(Actions to take)
- a) Answer these questions from the engineering snapshot, one line each:
(i) How many generators does the interface include?
(ii) Which lifecycle state appears as "86'd" in the UI?
(iii) What is the default audience_level of a RecipeCard?
- b) Return, word for word, the part of the engineering snapshot starting with "One schema, six" and going on through "filed (or 86'd)".

(Text passage)
=-=-=-=-=
Engineering snapshot · 2026 · Remy v1

The architecture, made concrete.

A compact, deployable typed-component interface for À La Carte: one shared RecipeCard model, six generators (one per card type), one worked evaluation rule, and a lightweight operator loop. The CWM/AutoHarness pattern at file scale — small enough to read in five minutes, complete enough to deploy.

01  ·  Shared data model

Every card is the same object.

Type defines functional role; state defines lifecycle. Provenance is required — nothing enters the catalog without a traceable source. Evaluation scores are optional but, when present, are part of the same envelope. The constraint is enforced before content is written, not after.

The shape

One schema, six functional roles, five lifecycle states

Each card carries the same fields. The card_type says what role it plays; the state says where in the loop it lives.

card_type · 6 state · 5 provenance · required scores · optional

Lifecycle

From generated to filed (or 86'd)

StateMeaning
newGenerated and awaiting use.
in_serviceCurrently in the room or on deck.
editedModified by the speaker or operator.
filedAccepted into the canonical library.
rejectedExplicitly discarded; "86'd" in UI.
models/recipe_card.py Python · Pydantic
from enum import Enum
from typing import List, Optional, Literal
from pydantic import BaseModel, Field
from datetime import datetime

class CardType(str, Enum):
    definition       = "definition"
    common_stumble   = "common_stumble"
    speaker_phrasing = "speaker_phrasing"
    spicy_question   = "spicy_question"
    open_question    = "open_question"
    analogy          = "analogy"

class CardState(str, Enum):
    new        = "new"
    in_service = "in_service"
    edited     = "edited"
    filed      = "filed"
    rejected   = "rejected"

class Provenance(BaseModel):
    source_kind: Literal["paper", "speaker_edit", "audience_question", "prior_card", "session_note"]
    source_ref:  str
    excerpt:     Optional[str] = None
    confidence:  float = Field(ge=0.0, le=1.0)

class EvaluationScores(BaseModel):
    groundedness: float = Field(ge=0.0, le=1.0)
    clarity:      float = Field(ge=0.0, le=1.0)
    usefulness:   float = Field(ge=0.0, le=1.0)
    faithfulness: float = Field(ge=0.0, le=1.0)
    overall:      float = Field(ge=0.0, le=1.0)

class RecipeCard(BaseModel):
    card_id:        str
    session_id:     str
    paper_id:       str
    card_type:      CardType
    title:          str
    body:           str
    intent_line:    str
    state:          CardState = CardState.new
    tags:           List[str] = []
    pairs_with:     List[str] = []
    audience_level: Literal["novice", "mixed", "expert"] = "mixed"
=-=-=-=-=
(Given information)

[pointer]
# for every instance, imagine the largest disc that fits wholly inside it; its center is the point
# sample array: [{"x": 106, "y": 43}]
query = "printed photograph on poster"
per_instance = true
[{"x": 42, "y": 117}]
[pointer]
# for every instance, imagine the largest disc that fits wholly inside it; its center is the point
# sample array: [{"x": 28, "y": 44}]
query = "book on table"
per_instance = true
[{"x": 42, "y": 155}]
=-=-=-=-=
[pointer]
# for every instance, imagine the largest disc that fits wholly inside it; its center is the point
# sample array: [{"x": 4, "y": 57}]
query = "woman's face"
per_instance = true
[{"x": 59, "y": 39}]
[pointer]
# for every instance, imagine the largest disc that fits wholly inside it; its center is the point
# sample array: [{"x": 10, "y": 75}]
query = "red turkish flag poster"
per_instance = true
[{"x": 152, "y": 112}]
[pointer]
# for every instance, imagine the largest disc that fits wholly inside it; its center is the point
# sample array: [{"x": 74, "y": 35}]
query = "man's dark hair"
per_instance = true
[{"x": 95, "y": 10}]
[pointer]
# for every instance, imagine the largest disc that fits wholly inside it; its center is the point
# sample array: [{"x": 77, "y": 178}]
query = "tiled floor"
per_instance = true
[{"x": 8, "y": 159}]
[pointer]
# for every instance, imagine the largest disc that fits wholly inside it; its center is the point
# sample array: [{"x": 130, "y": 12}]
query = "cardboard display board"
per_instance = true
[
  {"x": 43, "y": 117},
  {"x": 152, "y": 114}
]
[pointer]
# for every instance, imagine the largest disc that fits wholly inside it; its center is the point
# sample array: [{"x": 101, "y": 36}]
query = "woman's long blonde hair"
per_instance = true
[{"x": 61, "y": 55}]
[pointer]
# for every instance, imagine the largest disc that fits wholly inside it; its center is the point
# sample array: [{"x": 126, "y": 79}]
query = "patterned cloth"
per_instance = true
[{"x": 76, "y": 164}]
=-=-=-=-=
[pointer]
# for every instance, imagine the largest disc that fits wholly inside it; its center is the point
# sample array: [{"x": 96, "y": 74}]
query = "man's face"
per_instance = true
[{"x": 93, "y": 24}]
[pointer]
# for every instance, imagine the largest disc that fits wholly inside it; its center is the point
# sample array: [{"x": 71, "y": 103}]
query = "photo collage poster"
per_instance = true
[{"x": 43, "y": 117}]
=-=-=-=-=
(In response)
- a)
(i) Six, one per card type.
(ii) rejected
(iii) "mixed"

- b)
One schema, six functional roles, five lifecycle states

Each card carries the same fields. The card_type says what role it plays; the state says where in the loop it lives.

card_type · 6 state · 5 provenance · required scores · optional

Lifecycle

From generated to filed (or 86'd)